START Passage for review

11 Jan Taylor & Francis’s Really Bad Publishing Idea
Every scholar, from the most junior to the most senior, has a horror story about the languorous pace of academic publishing. The journal that took six months to reject their article. The journal that took six months to ask them to revise and resubmit their article and then took another six months to reject the revisions. The journal that accepted their article — hooray! — but then took two years to publish it. And on. And on…
The good news? Taylor & Francis (T&F) has come up with an “accelerated publication” scheme that can ensure your article goes from submission to publication in as little as 3-5 weeks!
The bad news? Unless you come from the landed gentry, you will have to sell a kidney to afford said accelerated publication.
I’m kidding — kind of. Here is a diagram that shows the three “publication routes” T&F is now offering for a select number of journals:
The Proletarian Track takes up to 16 weeks from submission to publication. But it’s free! The Petit Bourgeois Track takes no more than 9 weeks. But it will cost you $3900/€3400/£3000 per article. And the Haute Bourgeois Track takes no more than 5 weeks. But it will cost you a mere $7000/€6200/£5500 per article.
Simply put, Taylor & Francis’s accelerated-publication scheme is a terrible idea. As innumerable people have pointed out on Twitter, the scheme will inevitably exacerbate all of the knowledge and professional inequality that already plagues academia. Well-funded scholars — those who will almost invariably be senior academics in the Global North, and thus disproportionately white and male — will be able to avail themselves of the Petit Bourgeois or Haute Bourgeois Tracks. Everyone else will be stuck with the much slower Proletarian Track. And that means, of course, that the work of senior white male academics in the Global North will appear much more quickly than the work of everyone else, making their work even more likely to be cited than it already is. (Given academic publishing’s well-known gender, racial, and geographic biases.)

END Passage for review

### Work instructions
a) In the post on Taylor & Francis's accelerated publication, how much does the Haute Bourgeois Track cost per article?
b) Turn the paragraph of the post on Taylor & Francis's accelerated publication that begins "The Proletarian Track takes up to 16 weeks" into a short list, keeping the time and cost of each track.
c) Go on with the post on Taylor & Francis's accelerated publication, picking up after its last sentence.

START Record extracts

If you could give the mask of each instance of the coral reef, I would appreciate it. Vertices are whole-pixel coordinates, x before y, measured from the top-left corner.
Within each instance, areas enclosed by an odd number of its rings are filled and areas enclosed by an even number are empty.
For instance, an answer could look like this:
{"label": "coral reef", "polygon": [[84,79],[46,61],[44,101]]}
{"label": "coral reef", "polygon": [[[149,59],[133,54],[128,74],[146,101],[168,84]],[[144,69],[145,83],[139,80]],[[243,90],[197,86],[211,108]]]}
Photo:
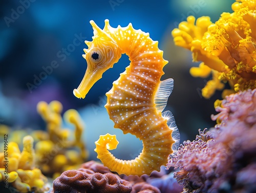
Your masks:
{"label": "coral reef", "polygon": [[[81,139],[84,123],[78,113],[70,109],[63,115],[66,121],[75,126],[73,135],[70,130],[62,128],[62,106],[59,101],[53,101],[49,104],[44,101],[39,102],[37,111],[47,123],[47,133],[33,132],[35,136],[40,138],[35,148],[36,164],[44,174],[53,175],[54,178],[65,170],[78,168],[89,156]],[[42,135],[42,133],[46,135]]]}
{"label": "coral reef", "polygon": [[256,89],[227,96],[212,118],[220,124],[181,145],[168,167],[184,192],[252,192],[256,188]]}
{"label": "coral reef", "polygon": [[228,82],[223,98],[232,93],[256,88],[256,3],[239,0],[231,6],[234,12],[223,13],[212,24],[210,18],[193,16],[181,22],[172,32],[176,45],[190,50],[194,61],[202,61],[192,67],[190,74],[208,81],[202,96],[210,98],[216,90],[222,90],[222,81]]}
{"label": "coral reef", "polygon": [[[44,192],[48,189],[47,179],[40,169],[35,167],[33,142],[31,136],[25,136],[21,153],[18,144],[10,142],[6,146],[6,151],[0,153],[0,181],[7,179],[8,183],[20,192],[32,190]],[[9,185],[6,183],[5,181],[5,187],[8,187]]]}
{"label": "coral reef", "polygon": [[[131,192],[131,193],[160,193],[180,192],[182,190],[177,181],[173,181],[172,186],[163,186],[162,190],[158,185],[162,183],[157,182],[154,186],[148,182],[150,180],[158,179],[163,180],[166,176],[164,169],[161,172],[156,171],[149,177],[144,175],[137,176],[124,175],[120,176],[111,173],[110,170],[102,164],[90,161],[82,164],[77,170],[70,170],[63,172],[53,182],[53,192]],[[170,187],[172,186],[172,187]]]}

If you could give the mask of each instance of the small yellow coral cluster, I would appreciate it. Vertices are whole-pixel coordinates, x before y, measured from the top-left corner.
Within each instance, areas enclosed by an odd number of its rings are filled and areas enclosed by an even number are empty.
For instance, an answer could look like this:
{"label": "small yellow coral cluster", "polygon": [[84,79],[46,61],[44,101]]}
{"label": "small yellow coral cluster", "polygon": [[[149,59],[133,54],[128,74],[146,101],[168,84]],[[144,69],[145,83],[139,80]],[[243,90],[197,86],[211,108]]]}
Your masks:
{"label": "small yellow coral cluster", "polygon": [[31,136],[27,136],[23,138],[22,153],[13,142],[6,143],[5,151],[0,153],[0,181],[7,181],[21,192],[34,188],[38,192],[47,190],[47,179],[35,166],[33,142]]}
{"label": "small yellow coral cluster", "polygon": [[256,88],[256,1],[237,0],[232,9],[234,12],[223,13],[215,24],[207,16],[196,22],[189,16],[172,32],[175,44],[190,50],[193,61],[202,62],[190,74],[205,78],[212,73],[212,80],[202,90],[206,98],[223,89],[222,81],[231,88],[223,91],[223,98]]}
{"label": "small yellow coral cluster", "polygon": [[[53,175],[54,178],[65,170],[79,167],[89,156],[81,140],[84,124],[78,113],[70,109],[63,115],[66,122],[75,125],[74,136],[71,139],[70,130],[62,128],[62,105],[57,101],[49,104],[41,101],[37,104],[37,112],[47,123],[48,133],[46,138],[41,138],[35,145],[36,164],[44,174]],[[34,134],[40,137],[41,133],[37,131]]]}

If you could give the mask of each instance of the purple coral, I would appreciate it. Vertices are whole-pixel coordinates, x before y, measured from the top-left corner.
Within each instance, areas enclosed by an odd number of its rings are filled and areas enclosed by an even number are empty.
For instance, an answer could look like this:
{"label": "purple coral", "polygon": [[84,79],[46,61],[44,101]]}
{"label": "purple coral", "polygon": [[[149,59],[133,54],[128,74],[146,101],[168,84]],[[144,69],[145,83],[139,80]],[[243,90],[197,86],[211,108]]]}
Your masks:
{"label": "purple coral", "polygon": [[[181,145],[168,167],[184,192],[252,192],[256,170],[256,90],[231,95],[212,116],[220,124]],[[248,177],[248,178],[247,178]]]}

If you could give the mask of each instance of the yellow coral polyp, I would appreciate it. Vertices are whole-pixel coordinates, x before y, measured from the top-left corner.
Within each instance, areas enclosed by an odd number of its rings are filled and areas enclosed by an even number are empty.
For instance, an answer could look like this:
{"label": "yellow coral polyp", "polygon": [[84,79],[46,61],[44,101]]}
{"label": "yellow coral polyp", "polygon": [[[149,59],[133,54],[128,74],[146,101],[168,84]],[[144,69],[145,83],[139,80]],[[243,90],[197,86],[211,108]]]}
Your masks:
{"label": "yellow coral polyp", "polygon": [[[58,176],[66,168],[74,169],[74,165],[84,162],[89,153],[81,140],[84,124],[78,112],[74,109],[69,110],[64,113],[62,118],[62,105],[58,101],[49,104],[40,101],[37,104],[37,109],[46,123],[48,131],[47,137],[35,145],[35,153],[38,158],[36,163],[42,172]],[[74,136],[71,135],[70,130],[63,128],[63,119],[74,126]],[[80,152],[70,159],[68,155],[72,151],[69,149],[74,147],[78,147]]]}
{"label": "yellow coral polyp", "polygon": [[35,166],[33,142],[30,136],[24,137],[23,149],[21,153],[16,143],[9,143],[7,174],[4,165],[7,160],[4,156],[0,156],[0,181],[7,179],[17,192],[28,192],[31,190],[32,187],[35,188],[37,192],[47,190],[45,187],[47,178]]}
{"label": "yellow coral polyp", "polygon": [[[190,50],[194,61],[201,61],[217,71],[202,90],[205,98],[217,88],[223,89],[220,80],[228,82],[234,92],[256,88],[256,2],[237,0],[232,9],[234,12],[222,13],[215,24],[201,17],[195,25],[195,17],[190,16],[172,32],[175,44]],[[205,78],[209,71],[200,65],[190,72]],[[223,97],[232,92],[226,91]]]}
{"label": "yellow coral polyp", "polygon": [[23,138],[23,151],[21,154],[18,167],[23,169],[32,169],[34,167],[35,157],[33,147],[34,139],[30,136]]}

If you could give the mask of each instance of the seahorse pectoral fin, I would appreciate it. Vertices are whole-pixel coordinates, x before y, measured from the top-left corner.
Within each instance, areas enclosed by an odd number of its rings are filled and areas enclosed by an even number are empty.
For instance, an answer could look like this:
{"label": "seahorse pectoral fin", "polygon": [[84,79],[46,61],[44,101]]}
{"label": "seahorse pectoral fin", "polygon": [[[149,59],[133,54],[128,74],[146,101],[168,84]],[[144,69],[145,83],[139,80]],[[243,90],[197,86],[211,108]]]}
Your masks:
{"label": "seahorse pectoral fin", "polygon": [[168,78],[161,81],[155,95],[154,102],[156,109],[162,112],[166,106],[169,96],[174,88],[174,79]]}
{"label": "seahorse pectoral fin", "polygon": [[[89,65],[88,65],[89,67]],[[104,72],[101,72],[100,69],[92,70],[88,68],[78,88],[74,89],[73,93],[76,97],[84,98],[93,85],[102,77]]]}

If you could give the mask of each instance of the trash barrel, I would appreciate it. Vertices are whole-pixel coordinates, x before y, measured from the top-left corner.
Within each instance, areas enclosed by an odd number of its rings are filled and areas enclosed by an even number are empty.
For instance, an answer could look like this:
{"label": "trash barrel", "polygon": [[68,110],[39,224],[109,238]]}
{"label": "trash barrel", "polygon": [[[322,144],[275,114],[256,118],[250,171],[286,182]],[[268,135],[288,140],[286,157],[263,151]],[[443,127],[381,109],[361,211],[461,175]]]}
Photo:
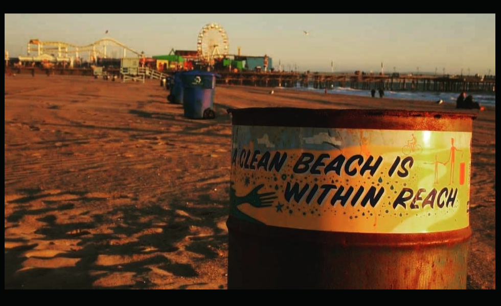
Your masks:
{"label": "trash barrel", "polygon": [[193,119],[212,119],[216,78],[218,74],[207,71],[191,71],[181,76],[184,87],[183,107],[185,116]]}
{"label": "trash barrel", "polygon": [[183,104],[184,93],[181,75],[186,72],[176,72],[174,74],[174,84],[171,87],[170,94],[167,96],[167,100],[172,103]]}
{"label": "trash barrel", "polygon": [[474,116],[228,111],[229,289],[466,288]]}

END Record extracts

### Results of the tasks
a) It costs $7000/€6200/£5500 per article.

b)
- Proletarian Track: up to 16 weeks from submission to publication; free.
- Petit Bourgeois Track: no more than 9 weeks; $3900/€3400/£3000 per article.
- Haute Bourgeois Track: no more than 5 weeks; $7000/€6200/£5500 per article.

c)
But that is not all! Articles submitted on the Haute Bourgeois Track are also more likely to be accepted than articles submitted on the Proletarian Track — or even on the Petit Bourgeois Track. Why? Because of two interrelated aspects of T&F’s accelerated-publication scheme: (1) unlike reviewers on the more unwashed tracks, reviewers on the Haute Bourgeois Track get paid $150/€115/£90 for each review; and (2) “[a]uthors are only charged if their paper is accepted; there is no charge for using the service if the paper is rejected.” Scholars have been complaining for years (rightly) about not being paid for their work by publishers, so any reasonably self-interested scholar — or any non-self-interested scholar who still has to pay for daycare — will want to be a reviewer for the Haute Bourgeois Track. And what do you think will happen to a reviewer lucky enough to wrangle an invite if she suggests rejecting the Haute Bourgeois Track article, thereby not only depriving T&F of its $7000/€6200/£5500 payday but actually costing them money, because they will still have to pay the reviewer for her rejection? Do you think T&F will keep sending her articles, each time crossing their fingers in the hope she’ll like one of them enough to earn the fat $7000/€6200/£5500 fee?
Predictably, T&F answers “of course we will”:
Acceptance of articles in all journals offering Accelerated Publication is driven entirely by editorial considerations and independent peer review, ensuring the highest standards are maintained no matter the route to publication.
I will leave it to you, Beloved Reader, to decide which you trust more: Taylor & Francis or Capitalism.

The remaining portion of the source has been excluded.